Write out only the tail of the records, beginning at the line containing "find the side window in the photo above" and including the last line, exactly as written.
--- Start EXCERPTED DATA ---
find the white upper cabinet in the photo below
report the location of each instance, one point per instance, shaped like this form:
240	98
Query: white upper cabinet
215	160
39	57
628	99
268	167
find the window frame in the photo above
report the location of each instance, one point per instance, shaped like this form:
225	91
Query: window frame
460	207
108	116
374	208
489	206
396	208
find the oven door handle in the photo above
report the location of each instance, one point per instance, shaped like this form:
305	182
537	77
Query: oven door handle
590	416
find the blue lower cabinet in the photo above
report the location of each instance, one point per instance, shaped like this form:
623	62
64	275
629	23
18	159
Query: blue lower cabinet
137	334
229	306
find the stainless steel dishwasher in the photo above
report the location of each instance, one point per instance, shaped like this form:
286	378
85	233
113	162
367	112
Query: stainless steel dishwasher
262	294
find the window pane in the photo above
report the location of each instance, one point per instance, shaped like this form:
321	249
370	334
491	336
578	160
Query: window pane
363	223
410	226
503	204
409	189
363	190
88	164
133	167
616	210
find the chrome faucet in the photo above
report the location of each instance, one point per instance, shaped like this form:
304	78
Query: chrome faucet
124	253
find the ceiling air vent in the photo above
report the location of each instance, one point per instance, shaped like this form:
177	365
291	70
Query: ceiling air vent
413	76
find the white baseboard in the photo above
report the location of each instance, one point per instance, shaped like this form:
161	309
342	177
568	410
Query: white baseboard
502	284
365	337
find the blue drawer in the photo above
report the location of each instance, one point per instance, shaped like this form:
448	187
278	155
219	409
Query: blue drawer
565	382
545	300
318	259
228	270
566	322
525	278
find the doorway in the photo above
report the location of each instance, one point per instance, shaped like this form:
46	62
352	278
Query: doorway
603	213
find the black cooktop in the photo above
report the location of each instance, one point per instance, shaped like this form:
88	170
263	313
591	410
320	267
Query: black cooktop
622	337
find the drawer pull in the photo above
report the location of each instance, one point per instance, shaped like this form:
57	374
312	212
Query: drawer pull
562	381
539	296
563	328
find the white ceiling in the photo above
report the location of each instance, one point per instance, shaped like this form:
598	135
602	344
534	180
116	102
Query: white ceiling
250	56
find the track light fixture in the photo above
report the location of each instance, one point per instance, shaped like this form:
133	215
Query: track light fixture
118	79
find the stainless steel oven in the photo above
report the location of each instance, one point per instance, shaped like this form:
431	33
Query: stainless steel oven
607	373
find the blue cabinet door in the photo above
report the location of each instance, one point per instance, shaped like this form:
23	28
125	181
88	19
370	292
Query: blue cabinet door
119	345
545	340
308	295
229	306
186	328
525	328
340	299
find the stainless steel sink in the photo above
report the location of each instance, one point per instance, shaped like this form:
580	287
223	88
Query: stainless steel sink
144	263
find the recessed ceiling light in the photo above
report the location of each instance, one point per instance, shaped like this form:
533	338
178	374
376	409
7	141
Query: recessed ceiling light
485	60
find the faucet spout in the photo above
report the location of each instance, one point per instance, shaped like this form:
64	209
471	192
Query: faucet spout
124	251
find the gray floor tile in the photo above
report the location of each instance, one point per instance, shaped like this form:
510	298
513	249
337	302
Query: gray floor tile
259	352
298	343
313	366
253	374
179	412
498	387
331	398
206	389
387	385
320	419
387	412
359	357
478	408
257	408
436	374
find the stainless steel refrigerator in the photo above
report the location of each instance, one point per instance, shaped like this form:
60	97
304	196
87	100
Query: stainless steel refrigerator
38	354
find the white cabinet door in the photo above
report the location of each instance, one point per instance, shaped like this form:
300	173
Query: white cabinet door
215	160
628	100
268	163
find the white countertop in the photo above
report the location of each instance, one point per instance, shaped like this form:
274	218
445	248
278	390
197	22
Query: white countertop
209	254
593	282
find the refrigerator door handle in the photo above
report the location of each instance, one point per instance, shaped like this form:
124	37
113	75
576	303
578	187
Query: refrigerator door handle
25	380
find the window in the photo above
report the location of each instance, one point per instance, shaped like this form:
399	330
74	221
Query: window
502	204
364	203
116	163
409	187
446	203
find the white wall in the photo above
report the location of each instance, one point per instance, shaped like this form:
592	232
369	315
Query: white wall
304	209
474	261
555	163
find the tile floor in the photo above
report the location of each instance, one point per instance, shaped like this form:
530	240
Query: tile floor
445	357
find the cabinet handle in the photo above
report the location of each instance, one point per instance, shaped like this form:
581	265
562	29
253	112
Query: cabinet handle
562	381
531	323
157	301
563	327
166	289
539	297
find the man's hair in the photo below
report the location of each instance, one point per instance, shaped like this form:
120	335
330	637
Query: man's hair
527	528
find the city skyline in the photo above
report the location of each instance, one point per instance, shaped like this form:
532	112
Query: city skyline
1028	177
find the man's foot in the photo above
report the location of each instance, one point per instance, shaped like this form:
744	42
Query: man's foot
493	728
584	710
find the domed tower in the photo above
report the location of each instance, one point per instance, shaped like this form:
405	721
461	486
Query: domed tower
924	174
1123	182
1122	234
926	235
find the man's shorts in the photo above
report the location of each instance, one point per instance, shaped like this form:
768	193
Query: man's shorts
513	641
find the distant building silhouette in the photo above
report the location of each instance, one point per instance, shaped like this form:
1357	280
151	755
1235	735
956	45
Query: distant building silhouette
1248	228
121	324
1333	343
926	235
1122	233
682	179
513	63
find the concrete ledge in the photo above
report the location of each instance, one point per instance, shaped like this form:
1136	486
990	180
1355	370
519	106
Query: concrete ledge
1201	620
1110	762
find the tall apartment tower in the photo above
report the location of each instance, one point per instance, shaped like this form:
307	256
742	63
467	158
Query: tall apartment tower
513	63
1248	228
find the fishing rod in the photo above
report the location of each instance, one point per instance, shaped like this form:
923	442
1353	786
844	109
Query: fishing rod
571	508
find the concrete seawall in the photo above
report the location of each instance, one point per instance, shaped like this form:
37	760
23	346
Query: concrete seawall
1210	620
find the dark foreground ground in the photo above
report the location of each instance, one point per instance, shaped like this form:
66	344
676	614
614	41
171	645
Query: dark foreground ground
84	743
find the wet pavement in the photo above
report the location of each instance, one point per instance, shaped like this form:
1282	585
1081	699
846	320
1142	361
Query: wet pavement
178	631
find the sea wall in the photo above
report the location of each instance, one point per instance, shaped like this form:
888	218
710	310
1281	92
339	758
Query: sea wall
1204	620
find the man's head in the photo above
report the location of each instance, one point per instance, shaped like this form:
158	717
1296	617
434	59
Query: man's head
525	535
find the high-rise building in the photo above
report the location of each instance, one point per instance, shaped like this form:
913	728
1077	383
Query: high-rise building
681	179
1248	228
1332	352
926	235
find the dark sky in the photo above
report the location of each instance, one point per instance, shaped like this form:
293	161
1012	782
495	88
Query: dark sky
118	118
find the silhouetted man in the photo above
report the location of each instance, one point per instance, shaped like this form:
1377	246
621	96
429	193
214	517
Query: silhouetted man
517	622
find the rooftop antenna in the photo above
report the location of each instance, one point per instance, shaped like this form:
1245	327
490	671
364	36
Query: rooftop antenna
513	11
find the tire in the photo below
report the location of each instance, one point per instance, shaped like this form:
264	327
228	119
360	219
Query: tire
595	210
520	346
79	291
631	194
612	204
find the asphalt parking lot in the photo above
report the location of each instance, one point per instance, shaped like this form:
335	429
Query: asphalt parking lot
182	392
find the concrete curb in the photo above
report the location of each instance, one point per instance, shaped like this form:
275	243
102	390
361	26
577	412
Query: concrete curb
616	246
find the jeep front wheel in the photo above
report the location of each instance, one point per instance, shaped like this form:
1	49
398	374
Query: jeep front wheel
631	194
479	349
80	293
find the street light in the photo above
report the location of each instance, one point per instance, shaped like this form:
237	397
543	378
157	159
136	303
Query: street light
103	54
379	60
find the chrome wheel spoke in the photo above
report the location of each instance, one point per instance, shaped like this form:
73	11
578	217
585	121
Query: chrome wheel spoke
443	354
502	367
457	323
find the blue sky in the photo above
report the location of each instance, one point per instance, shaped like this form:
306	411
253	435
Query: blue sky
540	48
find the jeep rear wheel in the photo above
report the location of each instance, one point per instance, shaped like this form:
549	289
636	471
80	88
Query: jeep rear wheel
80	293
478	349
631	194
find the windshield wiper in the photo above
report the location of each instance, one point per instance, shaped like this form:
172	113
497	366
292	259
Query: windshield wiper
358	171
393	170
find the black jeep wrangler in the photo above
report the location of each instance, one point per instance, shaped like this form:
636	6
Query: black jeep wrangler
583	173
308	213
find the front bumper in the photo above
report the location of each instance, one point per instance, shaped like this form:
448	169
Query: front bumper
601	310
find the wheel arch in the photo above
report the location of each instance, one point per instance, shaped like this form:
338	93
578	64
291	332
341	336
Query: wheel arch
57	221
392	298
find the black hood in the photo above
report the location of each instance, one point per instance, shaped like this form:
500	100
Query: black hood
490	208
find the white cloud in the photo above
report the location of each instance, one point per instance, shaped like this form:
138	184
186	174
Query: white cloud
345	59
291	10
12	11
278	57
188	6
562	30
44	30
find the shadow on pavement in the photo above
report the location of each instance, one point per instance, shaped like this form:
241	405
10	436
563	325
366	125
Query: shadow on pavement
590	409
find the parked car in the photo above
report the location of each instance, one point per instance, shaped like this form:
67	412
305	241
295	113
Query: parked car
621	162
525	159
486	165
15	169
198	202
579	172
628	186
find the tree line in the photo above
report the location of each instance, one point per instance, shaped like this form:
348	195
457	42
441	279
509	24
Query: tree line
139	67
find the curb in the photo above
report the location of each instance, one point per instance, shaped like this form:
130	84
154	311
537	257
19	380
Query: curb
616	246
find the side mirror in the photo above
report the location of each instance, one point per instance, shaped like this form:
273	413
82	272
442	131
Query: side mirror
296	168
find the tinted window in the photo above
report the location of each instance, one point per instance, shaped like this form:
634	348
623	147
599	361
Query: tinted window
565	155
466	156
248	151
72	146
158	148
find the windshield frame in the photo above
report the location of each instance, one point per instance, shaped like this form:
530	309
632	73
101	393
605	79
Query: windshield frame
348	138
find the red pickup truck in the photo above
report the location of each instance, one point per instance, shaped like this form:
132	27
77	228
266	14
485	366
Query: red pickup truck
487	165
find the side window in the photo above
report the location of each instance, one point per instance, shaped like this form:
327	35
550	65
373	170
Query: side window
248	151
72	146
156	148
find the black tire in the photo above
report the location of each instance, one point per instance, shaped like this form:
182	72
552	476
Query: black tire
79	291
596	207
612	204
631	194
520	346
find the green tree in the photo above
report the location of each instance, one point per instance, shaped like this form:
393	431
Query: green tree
--- End EXCERPTED DATA ---
## [SOLUTION FOR THIS PROBLEM]
find the side window in the photo above
report the location of each instance, one point per instance, shaped like this form:
327	35
550	65
373	170
Query: side window
248	151
72	146
156	148
find the black tire in the photo above
report the location of each instance, one point per instance, shaped like this form:
182	72
552	476
Query: black tire
79	291
596	207
612	204
631	194
520	346
find the green tree in the photo above
report the location of each instance, one point per instance, shaped like this form:
393	431
Query: green tree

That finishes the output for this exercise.